◆ やること ◆
下の文章の「前者の」で始まる段落を、大事な事実を残したまま短い箇条書きにまとめてください。

25%は年収100万円未満…FP、独立して失敗に陥る「5つのNG行為」

文=黒田尚子/ファイナンシャル・プランナー
25%は年収100万円未満…FP、独立して失敗に陥る「5つのNG行為」の画像1
「Getty Images」より

 秋といえば食欲、読書、運動など。暑い夏から過ごしやすい季節になって何かやろうかなという気になりやすい。さらに、コロナ禍で在宅時間が増え、スキル向上やキャリアアップのために資格取得にチャレンジするなど自己投資を始める人も多いようだ。

 筆者は、ファイナンシャル・プランナー(FP)として独立して20年以上になる。これまでFP資格取得講座の講師やFPテキストなどを執筆したこともあり、FP資格に関する数多くの質問や相談を受けてきた。

 さらに、最近では、これからの働き方や新しい収入源を模索する人が増えたためか、「FPとして独立開業したいがどうすれば良いか」といった問い合わせも増えている。

 そこで今回は、資格としてのFPやその現状・活用法、独立開業する前に知っておくべき「やってはいけない」5つの行動についてご紹介しよう。

FPは“武器”になる資格? 2つのFP資格とは?

 株式会社ユーキャンが、20~50代の男女430名を対象に行った調査によると、2021年に武器になると思う資格は、1位「TOEIC L&Rテスト」、2位「FP」、3位「マイクロソフト・オフィス・スペシャリスト(MOS)」、4位「行政書士」、5位「簿記3級」の順となっている。

 なんと、FPは、3年連続2位に選ばれるほどの高評価だ。同サイトの2021年上半期人気講座ランキングでも「医療事務」、「調剤薬局事務」、「食生活アドバイザー」に続いて、「FP」が4位にランクインするなど、実際に受講する人も多いことが伺える。

 そんな人気の高いFPだが、資格としては2つに大別できる。一つは国家資格の「FP技能士」。もう一つは民間資格の「AFP(アフィリエイテッド ファイナンシャル プランナー)」と、「CFP(サーティファイド ファイナンシャル プランナー)」である。

 前者の「FP技能士」は、職業能力開発促進法に基づく技能検定の一つで、厚生労働省を認定団体として2002年4月にスタートした。難易度が高い順に1級、2級、3級の3段階があり、一度合格すれば有効期限などはなく、更新する必要もない。やや複雑なのは、指定試験機関がNPO法人日本FP協会(以下、FP協会)と金融財政事情研究会(以下、きんざい)の2団体があること。どちらで申し込んでも、試験日や受検資格、試験範囲、学科試験の問題は同じだが、実技試験の問題が異なっている。

 後者の「AFP」と「CFP」は、FP協会が資格認定を行う。頭文字がAとCなので、CFPよりもAFPのほうが高いレベルだと勘違いされることもあるのだが、難易度は、AFPが2級技能士、CFPが1級FP技能士と同等の位置づけだ。

 CFPのほうは6課目にわたって資格審査試験が行われるが、AFPの方は学科と実技の2級FP技能検定を受けて合格することとAFP認定研修を受講・修了すれば認定される。

◆ 学習資料 ◆
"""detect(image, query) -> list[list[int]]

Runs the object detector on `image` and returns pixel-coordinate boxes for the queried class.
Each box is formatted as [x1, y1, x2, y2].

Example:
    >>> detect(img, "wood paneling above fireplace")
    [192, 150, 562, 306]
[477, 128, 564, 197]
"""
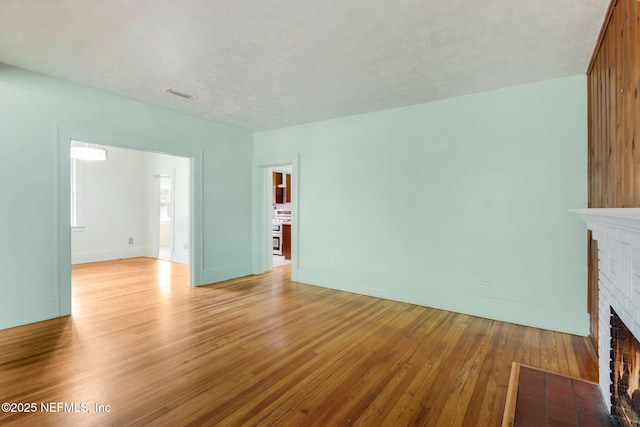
[587, 0, 640, 348]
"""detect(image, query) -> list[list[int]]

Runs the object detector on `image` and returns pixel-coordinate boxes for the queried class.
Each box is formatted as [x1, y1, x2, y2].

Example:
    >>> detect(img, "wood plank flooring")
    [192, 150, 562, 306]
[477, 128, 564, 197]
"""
[0, 258, 597, 426]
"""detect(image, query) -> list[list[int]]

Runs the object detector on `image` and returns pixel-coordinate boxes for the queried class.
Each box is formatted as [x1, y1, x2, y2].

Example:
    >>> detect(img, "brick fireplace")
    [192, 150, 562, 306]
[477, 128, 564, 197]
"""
[573, 209, 640, 422]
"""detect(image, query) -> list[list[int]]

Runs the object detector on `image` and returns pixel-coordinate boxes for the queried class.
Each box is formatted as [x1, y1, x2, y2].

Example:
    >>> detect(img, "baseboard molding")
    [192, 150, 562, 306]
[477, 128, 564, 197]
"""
[198, 262, 252, 286]
[298, 269, 589, 336]
[0, 298, 62, 329]
[71, 246, 149, 264]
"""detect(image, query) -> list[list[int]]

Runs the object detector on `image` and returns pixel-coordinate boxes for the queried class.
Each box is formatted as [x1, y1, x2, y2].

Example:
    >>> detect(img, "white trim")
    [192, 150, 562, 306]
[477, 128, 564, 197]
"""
[252, 154, 300, 282]
[54, 125, 205, 315]
[571, 208, 640, 409]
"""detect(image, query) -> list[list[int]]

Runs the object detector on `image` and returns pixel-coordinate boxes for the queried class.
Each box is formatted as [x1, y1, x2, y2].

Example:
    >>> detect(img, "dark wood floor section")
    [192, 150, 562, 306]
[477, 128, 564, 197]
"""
[514, 366, 613, 427]
[0, 258, 597, 426]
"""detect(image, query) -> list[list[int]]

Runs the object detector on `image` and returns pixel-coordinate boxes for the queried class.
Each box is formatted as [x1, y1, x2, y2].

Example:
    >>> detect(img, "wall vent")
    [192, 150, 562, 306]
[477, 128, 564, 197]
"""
[164, 87, 196, 99]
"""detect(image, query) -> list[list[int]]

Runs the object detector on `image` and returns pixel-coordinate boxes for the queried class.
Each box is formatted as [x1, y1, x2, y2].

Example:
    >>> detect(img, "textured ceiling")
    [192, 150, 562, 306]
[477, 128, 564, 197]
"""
[0, 0, 609, 130]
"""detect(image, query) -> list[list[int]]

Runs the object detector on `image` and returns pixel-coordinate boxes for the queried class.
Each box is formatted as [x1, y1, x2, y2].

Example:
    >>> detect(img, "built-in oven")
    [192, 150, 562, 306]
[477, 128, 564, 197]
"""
[273, 209, 291, 255]
[273, 224, 282, 255]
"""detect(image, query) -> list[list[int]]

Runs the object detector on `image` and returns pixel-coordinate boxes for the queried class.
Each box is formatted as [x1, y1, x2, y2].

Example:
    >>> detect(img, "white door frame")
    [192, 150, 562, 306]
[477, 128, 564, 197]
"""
[55, 125, 204, 316]
[252, 154, 300, 282]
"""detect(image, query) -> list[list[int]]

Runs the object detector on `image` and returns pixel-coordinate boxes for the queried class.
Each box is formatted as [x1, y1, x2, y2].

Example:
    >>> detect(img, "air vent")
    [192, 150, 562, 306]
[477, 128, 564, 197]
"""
[164, 88, 195, 99]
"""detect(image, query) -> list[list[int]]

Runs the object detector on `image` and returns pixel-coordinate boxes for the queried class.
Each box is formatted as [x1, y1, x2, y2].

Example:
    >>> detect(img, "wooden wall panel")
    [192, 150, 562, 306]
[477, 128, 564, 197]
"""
[587, 0, 640, 341]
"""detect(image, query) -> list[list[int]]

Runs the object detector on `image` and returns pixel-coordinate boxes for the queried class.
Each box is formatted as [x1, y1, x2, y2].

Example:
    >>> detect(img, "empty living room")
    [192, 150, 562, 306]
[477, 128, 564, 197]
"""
[0, 0, 640, 426]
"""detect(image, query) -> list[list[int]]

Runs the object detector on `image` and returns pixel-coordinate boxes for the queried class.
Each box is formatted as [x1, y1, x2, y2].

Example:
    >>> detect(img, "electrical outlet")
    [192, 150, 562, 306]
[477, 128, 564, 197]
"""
[478, 280, 491, 289]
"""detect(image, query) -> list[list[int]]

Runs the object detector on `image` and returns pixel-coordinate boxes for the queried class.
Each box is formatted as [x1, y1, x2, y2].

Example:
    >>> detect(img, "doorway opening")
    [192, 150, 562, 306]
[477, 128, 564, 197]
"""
[70, 141, 191, 278]
[157, 174, 173, 261]
[267, 164, 293, 268]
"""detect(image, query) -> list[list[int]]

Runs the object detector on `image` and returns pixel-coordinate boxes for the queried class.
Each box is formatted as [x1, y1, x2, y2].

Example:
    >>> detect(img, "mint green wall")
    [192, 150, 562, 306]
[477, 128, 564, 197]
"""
[0, 64, 252, 329]
[254, 76, 588, 335]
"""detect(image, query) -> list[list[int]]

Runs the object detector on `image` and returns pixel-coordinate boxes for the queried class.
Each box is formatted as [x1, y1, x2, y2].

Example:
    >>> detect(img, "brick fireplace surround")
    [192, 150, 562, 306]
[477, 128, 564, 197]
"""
[572, 208, 640, 409]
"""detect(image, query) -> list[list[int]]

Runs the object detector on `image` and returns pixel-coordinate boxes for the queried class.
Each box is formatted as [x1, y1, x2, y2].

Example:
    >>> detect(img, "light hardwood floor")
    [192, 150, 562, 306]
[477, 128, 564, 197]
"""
[0, 258, 597, 426]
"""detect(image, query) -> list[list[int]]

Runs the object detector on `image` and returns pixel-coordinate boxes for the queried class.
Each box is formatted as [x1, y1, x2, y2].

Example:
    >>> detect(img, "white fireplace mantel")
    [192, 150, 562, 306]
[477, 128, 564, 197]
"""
[570, 208, 640, 236]
[571, 208, 640, 412]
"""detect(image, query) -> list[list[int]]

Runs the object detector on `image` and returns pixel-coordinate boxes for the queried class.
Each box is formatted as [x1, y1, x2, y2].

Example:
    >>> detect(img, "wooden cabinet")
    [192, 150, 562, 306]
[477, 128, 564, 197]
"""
[273, 172, 291, 204]
[284, 173, 291, 203]
[282, 224, 291, 259]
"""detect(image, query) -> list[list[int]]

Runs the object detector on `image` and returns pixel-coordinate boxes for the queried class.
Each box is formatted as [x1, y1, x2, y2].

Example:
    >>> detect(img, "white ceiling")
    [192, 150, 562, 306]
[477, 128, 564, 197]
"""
[0, 0, 609, 130]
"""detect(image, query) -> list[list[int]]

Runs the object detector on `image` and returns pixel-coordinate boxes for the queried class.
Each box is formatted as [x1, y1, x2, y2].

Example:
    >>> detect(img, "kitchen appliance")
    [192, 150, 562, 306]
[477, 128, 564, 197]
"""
[272, 209, 291, 255]
[273, 222, 282, 255]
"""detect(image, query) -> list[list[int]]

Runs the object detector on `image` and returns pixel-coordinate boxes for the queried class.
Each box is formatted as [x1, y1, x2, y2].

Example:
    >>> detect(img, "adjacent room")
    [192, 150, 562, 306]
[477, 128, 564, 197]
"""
[0, 0, 640, 426]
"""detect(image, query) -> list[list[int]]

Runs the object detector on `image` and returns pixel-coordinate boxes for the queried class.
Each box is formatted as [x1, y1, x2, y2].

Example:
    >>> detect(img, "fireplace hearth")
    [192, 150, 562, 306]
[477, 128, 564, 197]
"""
[574, 208, 640, 426]
[610, 309, 640, 426]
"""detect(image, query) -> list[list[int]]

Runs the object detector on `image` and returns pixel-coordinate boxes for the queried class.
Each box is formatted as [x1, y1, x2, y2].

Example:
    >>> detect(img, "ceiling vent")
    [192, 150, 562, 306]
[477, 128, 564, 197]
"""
[164, 87, 196, 99]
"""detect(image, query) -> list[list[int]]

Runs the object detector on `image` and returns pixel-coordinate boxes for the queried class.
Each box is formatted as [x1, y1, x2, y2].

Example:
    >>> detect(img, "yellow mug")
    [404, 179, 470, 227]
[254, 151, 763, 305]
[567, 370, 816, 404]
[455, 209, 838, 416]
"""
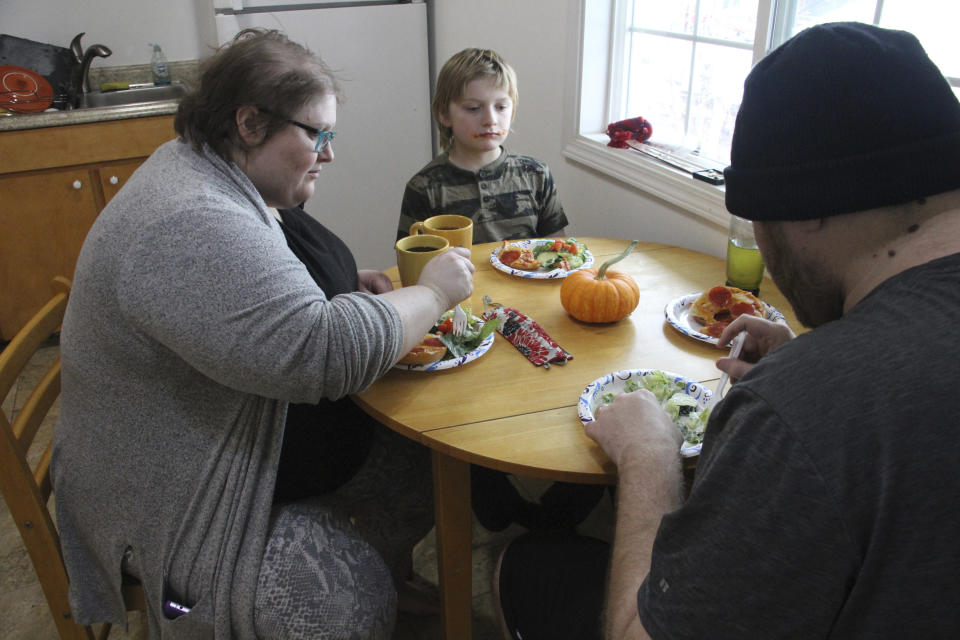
[396, 234, 450, 287]
[410, 213, 473, 249]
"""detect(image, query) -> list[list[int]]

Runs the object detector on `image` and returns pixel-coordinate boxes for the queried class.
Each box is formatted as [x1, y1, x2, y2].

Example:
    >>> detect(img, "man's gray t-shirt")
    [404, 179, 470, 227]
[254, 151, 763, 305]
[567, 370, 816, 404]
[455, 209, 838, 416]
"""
[638, 254, 960, 639]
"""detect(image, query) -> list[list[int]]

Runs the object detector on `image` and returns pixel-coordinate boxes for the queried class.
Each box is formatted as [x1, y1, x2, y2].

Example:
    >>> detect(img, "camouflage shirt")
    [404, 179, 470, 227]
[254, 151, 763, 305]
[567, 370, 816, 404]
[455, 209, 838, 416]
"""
[397, 150, 567, 244]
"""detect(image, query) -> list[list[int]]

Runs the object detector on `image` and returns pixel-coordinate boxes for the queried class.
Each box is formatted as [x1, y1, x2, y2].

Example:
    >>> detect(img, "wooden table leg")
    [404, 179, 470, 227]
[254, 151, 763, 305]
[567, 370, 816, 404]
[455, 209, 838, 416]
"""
[433, 450, 473, 640]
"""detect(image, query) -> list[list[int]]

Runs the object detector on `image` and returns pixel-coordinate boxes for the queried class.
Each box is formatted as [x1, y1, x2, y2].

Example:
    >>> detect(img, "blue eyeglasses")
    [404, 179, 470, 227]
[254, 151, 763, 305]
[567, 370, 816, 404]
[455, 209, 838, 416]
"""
[258, 107, 337, 153]
[287, 119, 337, 153]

◆ あなたの答え ◆
・「FP技能士」は、職業能力開発促進法にもとづく技能検定の一つ
・厚生労働省を認定団体として、2002年4月に始まった
・1級、2級、3級の3段階がある(1級がいちばん難しい)
・一度合格すれば有効期限はなく、更新もいらない
・指定試験機関は、NPO法人日本FP協会と金融財政事情研究会(きんざい)の2団体
・どちらに申し込んでも、試験日、受検資格、試験範囲、学科試験の問題は同じだが、実技試験の問題は違う